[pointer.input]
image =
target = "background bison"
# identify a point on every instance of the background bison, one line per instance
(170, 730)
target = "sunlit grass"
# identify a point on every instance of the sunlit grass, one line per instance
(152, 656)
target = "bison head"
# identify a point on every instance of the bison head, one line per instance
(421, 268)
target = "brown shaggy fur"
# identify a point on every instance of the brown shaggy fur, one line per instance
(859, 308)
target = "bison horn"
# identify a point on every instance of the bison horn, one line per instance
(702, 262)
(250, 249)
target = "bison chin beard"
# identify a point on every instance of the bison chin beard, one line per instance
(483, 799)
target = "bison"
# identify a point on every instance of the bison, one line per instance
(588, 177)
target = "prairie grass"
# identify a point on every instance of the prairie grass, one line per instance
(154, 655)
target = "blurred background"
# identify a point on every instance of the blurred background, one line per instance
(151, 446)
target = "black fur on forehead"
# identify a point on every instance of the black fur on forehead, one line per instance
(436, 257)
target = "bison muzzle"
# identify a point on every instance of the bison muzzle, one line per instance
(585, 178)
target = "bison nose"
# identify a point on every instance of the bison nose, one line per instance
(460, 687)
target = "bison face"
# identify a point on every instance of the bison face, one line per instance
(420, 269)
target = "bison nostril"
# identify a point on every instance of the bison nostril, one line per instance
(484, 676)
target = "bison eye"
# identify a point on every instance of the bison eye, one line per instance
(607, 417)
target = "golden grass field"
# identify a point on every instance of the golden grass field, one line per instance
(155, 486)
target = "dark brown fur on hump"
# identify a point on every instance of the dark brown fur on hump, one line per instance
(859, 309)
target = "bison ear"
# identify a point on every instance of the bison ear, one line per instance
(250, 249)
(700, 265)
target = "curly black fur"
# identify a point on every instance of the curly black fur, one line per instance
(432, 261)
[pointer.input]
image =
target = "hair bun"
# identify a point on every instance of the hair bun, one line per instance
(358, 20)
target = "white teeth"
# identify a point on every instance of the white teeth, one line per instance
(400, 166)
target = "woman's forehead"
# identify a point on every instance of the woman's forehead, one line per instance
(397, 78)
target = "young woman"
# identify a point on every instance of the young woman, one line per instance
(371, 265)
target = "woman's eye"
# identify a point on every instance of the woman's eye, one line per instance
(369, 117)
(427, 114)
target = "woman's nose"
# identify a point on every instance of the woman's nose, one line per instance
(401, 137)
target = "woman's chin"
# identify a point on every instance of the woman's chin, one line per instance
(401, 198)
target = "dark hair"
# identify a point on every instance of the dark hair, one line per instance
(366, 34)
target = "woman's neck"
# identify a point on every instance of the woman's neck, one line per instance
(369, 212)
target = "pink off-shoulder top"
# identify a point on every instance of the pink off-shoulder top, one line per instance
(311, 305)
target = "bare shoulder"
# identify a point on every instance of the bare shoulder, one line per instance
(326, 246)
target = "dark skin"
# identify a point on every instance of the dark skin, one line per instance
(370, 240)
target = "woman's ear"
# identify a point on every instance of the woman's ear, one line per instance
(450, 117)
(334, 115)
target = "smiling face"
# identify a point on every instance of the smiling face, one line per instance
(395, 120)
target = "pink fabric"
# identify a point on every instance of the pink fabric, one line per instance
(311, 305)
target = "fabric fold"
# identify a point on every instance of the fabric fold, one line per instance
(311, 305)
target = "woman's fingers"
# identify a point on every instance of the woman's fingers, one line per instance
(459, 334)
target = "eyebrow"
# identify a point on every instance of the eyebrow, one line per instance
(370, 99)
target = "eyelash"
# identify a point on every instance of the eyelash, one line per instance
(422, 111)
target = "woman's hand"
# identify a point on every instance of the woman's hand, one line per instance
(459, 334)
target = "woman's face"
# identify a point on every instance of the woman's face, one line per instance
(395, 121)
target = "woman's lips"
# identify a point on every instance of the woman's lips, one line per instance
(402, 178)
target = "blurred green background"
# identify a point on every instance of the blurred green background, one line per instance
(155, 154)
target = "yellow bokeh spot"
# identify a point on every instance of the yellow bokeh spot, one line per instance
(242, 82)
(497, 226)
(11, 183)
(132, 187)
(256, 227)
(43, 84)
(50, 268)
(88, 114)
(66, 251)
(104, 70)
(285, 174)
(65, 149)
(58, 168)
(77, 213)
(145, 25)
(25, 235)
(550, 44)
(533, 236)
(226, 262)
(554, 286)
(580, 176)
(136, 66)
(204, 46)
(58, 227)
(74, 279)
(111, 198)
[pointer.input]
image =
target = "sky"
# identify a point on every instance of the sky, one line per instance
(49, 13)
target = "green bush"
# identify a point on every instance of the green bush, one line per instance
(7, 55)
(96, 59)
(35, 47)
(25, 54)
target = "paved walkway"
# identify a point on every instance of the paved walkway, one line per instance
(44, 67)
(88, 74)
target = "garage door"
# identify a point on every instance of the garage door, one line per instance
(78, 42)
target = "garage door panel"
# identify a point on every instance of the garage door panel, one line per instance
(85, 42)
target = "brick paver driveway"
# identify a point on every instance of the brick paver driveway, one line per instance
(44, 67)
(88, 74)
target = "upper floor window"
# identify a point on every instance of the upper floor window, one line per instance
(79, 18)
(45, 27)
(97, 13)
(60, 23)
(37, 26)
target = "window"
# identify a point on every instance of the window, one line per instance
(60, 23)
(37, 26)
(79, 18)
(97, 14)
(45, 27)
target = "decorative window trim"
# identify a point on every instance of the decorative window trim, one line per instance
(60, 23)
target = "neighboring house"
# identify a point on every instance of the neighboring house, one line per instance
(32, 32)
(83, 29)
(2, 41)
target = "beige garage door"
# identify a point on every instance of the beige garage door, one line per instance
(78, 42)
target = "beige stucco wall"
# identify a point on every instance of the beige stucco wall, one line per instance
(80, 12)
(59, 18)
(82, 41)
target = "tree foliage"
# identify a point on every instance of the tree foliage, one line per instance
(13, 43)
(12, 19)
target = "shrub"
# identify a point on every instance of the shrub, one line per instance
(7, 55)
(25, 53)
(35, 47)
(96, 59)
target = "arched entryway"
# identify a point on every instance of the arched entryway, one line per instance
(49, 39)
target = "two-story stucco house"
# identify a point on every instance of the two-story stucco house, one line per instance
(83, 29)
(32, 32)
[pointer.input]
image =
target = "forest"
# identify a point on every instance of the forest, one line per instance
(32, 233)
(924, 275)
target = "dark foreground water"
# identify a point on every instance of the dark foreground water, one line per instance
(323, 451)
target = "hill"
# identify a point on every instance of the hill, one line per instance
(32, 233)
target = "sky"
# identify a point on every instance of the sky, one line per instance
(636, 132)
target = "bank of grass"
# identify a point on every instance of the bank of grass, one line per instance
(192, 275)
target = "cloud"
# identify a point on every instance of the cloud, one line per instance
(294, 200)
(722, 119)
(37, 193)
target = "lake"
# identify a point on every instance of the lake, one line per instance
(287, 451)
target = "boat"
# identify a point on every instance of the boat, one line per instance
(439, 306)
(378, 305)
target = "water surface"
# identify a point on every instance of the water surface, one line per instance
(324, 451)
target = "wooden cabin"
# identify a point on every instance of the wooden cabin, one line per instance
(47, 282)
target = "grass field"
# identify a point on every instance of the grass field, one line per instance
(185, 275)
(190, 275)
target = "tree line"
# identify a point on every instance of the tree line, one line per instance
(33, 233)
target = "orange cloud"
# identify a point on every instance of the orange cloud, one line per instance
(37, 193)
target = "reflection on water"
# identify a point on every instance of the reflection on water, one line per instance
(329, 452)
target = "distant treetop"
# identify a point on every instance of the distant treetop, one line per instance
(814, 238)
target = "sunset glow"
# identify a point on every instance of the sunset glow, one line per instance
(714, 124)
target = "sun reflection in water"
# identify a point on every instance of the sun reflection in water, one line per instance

== == ==

▶ [THE EXERCISE] Reproduce the listing above word for word.

▶ [ANSWER TO THE EXERCISE]
[pointer.input]
image =
target = "background bison"
# identify a point on every instance of the background bison, one line per instance
(170, 730)
target = "sunlit grass"
# identify a point on every instance of the sunlit grass, one line per instance
(152, 656)
target = "bison head"
# identify a point on every instance of the bison head, one line per instance
(421, 268)
target = "brown shaggy fur"
# identify a point on every instance of the brown shaggy fur, one line per instance
(859, 308)
target = "bison horn"
# identify a point on every instance of the bison horn, one line per instance
(702, 262)
(250, 249)
target = "bison chin beard"
# identify a point on every instance of the bison chin beard, one line per instance
(483, 799)
target = "bison"
# identify a point on every instance of the bison, one line per instance
(588, 177)
target = "prairie grass"
# identify a point on every instance of the prairie grass, one line per instance
(154, 655)
target = "blurred background"
# identify a point on every instance of the blurred background, one line per instance
(151, 446)
target = "black fur on forehead"
# identify a point on every instance of the black fur on forehead, one line per instance
(436, 257)
target = "bison muzzle"
# identify a point on every instance of the bison muzzle, one line per instance
(585, 178)
target = "bison nose"
# identify a point on every instance of the bison nose, one line per instance
(460, 687)
target = "bison face"
# identify a point on every instance of the bison face, one line per instance
(420, 269)
target = "bison nostril"
# identify a point on every instance of the bison nostril, one line per instance
(484, 676)
target = "bison eye"
# identify a point on every instance of the bison eye, one line per instance
(607, 417)
target = "golden grass field"
# identify a point on every instance of the golden grass field, one line per instance
(155, 486)
target = "dark brown fur on hump"
# identify a point on every instance of the dark brown fur on hump, one line per instance
(859, 309)
target = "bison ear"
# identify a point on every instance of the bison ear, one line per instance
(250, 249)
(700, 265)
target = "curly black fur"
# identify a point on every instance of the curly black fur, one line per instance
(432, 261)
[pointer.input]
image =
target = "hair bun"
# identify a point on every instance of the hair bun, one line per instance
(358, 20)
target = "white teeth"
# identify a point on every instance of the white teeth, one line per instance
(400, 166)
target = "woman's forehead"
# identify a point on every instance of the woman's forehead, one line per instance
(397, 78)
target = "young woman"
# identify a point on every instance of the young woman, one line per instance
(371, 265)
target = "woman's eye"
# identify a point on every instance of the woman's eye, one line per instance
(369, 117)
(427, 114)
target = "woman's nose"
# identify a point on every instance of the woman's nose, one line per instance
(401, 137)
target = "woman's chin"
# identify a point on every instance of the woman's chin, one line per instance
(401, 198)
target = "dark hair"
# identify a point on every instance of the dark hair, one line per instance
(366, 34)
target = "woman's neck"
# identify a point on every instance of the woman's neck, one line per instance
(369, 212)
target = "pink off-shoulder top"
# identify a point on every instance of the pink off-shoulder top, one line per instance
(311, 305)
target = "bare shoulder"
# identify a point on every instance of the bare shoulder, one line per instance
(326, 246)
target = "dark skin"
# identify a point on every instance of the dark skin, one line per instance
(370, 240)
target = "woman's ear"
# identify a point on every instance of the woman's ear, one line per instance
(450, 117)
(334, 115)
target = "smiling face"
# identify a point on every instance of the smiling face, one line per instance
(395, 120)
target = "pink fabric"
# identify a point on every instance of the pink fabric, one line per instance
(311, 305)
target = "fabric fold"
# identify a point on every instance of the fabric fold, one line per instance
(311, 305)
target = "woman's fingers"
# identify a point on every instance of the woman's fingers, one line per instance
(459, 334)
target = "eyebrow"
# identify a point on every instance of the eyebrow, one line per instance
(370, 99)
target = "eyelash"
# identify a point on every instance of the eyelash, one line per instance
(422, 111)
target = "woman's hand"
# identify a point on every instance of the woman's hand, one line per instance
(459, 334)
target = "woman's face"
# identify a point on every instance of the woman's face, one line per instance
(395, 121)
target = "woman's lips"
# identify a point on every instance of the woman's lips, one line per instance
(402, 178)
target = "blurred green background"
# identify a point on every instance of the blurred green background, one line per instance
(155, 154)
target = "yellow bokeh spot"
# identify a point on every instance of the yellow bokeh spot, one line per instance
(242, 82)
(497, 226)
(11, 183)
(132, 187)
(256, 227)
(43, 84)
(50, 268)
(88, 114)
(66, 251)
(104, 70)
(285, 174)
(65, 149)
(58, 168)
(77, 213)
(145, 25)
(25, 235)
(550, 44)
(533, 236)
(226, 262)
(554, 286)
(580, 176)
(136, 66)
(204, 46)
(58, 227)
(74, 279)
(111, 198)
[pointer.input]
image =
target = "sky"
# identify a point on every instance of the sky, one line per instance
(49, 13)
target = "green bush"
# identify a point on every instance of the green bush, one line per instance
(7, 55)
(96, 59)
(35, 47)
(25, 54)
target = "paved walkway"
# identify a point on every instance of the paved walkway, one line per instance
(44, 67)
(88, 74)
target = "garage door"
# identify a point on every instance of the garage door, one line per instance
(78, 42)
target = "garage door panel"
# identify a point on every instance of the garage door panel, one line per instance
(85, 42)
target = "brick paver driveway"
# identify a point on every instance of the brick paver driveway, one line per instance
(44, 67)
(88, 74)
target = "upper floor window"
# identify a point on every instance of the upper floor window, one line per instance
(79, 18)
(45, 27)
(97, 13)
(60, 23)
(37, 26)
target = "window"
# identify a point on every instance of the window, one line per instance
(60, 23)
(37, 26)
(79, 18)
(97, 14)
(45, 27)
target = "decorative window trim"
# identify a point on every instance of the decorative window trim, one line per instance
(60, 23)
target = "neighboring house"
# identify a point on every instance of the neighboring house, one line per instance
(32, 32)
(83, 29)
(2, 41)
target = "beige garage door"
# identify a point on every instance of the beige garage door, one line per instance
(78, 42)
target = "beige stucco wall"
# identify a point on every instance of the beige stucco wall, one line per instance
(80, 12)
(59, 18)
(82, 41)
target = "tree foliage"
# identify a point on every instance of the tree foliage, one line per instance
(13, 43)
(12, 19)
target = "shrub"
# identify a point on every instance of the shrub, one line per instance
(7, 55)
(25, 53)
(35, 47)
(96, 59)
target = "arched entryway"
# identify a point on every instance of the arched entryway, one line per instance
(49, 39)
target = "two-story stucco house"
# identify a point on every instance of the two-story stucco house, one line per instance
(83, 29)
(32, 32)
[pointer.input]
image =
target = "forest"
# identify a point on every instance of the forest, one line per instance
(32, 233)
(924, 275)
target = "dark foreground water"
# identify a point on every instance of the dark foreground water, one line per instance
(323, 451)
target = "hill"
# identify a point on every instance of the hill, one line per instance
(32, 233)
target = "sky"
# identify a point on every instance of the sky, one line per instance
(636, 132)
target = "bank of grass"
# identify a point on every instance of the bank of grass, one line per instance
(192, 275)
target = "cloud"
# identify a point on every instance of the cloud, one line per instance
(294, 200)
(722, 119)
(37, 193)
target = "lake"
# identify a point on every instance of the lake, one line per instance
(287, 451)
target = "boat"
# identify a point on every instance of the boat, one line per instance
(439, 306)
(378, 305)
target = "water surface"
# identify a point on every instance of the water surface, one line per instance
(324, 451)
target = "wooden cabin"
# identify a point on every instance of the wooden cabin, one line per instance
(47, 282)
target = "grass field"
# identify a point on every instance of the grass field, one line per instance
(185, 275)
(190, 275)
target = "tree line"
# identify a point on every instance of the tree line, one line per instance
(33, 233)
target = "orange cloud"
# identify a point on every instance of the orange cloud, one line per instance
(37, 193)
target = "reflection on water"
# identify a point on every instance of the reflection on water, one line per instance
(329, 452)
target = "distant treetop"
# identify a point on every instance of the distant treetop, one line per instance
(814, 238)
target = "sunset glow"
# identify a point on every instance of the sunset glow, one line per instance
(714, 124)
target = "sun reflection in water"
# identify a point on every instance of the sun reflection in water, one line per instance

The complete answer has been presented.